Pointing and labeling entries
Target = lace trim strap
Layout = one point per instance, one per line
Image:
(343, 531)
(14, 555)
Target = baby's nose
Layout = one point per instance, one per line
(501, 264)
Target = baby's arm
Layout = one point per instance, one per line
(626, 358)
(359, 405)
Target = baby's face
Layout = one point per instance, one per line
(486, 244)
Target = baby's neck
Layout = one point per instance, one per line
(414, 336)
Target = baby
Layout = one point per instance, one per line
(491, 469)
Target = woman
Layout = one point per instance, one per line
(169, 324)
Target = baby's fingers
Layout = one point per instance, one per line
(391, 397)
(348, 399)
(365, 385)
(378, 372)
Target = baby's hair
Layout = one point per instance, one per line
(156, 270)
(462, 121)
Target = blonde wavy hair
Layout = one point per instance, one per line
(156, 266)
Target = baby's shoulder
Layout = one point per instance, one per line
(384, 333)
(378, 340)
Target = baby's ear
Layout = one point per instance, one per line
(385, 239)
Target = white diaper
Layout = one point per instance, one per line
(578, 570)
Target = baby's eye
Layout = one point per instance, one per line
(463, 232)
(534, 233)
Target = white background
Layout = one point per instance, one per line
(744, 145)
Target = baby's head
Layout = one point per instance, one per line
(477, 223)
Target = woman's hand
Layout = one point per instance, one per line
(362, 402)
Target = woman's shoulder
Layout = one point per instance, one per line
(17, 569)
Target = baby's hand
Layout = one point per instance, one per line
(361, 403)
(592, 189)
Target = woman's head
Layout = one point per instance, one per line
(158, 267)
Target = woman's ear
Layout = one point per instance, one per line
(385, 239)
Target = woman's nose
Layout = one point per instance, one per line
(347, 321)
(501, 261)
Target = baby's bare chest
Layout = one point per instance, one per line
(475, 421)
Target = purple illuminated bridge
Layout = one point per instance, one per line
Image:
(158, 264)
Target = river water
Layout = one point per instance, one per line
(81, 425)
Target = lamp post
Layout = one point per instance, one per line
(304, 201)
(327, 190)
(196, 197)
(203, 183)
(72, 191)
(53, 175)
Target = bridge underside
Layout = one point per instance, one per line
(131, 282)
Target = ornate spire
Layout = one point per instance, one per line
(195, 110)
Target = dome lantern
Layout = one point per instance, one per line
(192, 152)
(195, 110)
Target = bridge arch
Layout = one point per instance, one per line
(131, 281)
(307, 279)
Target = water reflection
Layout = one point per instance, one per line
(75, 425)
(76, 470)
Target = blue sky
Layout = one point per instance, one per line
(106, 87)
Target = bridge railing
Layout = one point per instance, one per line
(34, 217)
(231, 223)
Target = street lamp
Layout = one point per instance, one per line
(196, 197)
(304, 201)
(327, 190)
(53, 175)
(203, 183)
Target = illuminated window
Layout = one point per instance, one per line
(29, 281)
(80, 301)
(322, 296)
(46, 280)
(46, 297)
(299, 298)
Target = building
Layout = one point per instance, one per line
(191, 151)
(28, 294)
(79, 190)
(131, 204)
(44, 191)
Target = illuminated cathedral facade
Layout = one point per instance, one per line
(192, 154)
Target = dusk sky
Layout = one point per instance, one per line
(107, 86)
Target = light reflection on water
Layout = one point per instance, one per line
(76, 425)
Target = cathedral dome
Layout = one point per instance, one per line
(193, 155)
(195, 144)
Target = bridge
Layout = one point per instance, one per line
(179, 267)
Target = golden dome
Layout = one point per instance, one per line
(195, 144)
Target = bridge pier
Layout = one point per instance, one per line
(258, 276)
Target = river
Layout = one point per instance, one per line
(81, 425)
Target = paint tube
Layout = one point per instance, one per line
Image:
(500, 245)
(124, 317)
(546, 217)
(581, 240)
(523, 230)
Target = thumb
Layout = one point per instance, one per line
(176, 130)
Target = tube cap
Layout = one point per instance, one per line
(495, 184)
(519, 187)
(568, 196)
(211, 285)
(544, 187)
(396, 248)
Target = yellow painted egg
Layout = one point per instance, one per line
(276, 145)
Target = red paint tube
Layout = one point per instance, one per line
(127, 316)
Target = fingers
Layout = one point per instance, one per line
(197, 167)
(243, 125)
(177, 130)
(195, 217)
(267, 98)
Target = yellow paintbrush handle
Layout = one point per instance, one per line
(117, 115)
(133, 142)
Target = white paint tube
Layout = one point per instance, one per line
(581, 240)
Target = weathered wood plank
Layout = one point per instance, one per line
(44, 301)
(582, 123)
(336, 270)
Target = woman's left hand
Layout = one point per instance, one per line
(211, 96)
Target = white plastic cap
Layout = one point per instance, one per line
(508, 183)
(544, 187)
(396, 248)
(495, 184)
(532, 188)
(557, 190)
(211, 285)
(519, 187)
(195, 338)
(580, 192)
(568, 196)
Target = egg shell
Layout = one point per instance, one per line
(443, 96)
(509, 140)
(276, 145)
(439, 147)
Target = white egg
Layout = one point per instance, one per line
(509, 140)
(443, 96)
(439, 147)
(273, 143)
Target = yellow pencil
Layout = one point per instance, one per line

- **Instruction**:
Rescale the lines from the one holding "Target = weathered wood plank" through the end of the lines, both ends included. Write every one of those lines out again with each point coordinate multiplied by 1.3 and rounded to a whole number, halves going up, and keep all other text the same.

- **Completed exercise**:
Target = weathered wood plank
Layout = one point per instance, one per line
(57, 391)
(757, 160)
(437, 351)
Target = woman's left hand
Layout = one point per instance, one per line
(274, 125)
Target = white plastic cap
Layout = one point per instance, one per line
(660, 238)
(707, 243)
(515, 322)
(644, 239)
(692, 244)
(724, 247)
(274, 371)
(675, 243)
(254, 439)
(754, 250)
(738, 255)
Target = egg shell
Layout = one point per instance, one per line
(576, 125)
(662, 182)
(359, 189)
(571, 191)
Target = white egg
Layout = one point per instance, one per line
(662, 182)
(576, 125)
(571, 191)
(355, 186)
Target = yellow pencil
Layout = one point per instance, one per line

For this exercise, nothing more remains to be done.